**Records to process**
^^^^^^^^

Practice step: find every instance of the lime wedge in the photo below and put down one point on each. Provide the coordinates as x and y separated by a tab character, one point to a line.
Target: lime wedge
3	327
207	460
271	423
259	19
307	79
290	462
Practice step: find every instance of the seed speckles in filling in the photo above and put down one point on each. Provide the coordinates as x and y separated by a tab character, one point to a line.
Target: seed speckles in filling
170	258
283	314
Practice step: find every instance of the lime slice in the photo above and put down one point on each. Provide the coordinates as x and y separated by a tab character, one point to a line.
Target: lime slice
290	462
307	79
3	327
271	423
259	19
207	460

^^^^^^^^

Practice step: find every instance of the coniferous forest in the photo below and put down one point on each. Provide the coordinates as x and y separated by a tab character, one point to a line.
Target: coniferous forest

^^^^^^^^

Starting at the line above that holds "Practice step: find every instance of the coniferous" and ending at the line that holds "Target: coniferous forest", transcribe each line exactly and include no other lines.

**Problem solution**
Practice step: find every instance of the coniferous forest in the photo below and put down one point on each. Provide the coordinates as x and y separated by a tab character, one point to a line.
Target: coniferous forest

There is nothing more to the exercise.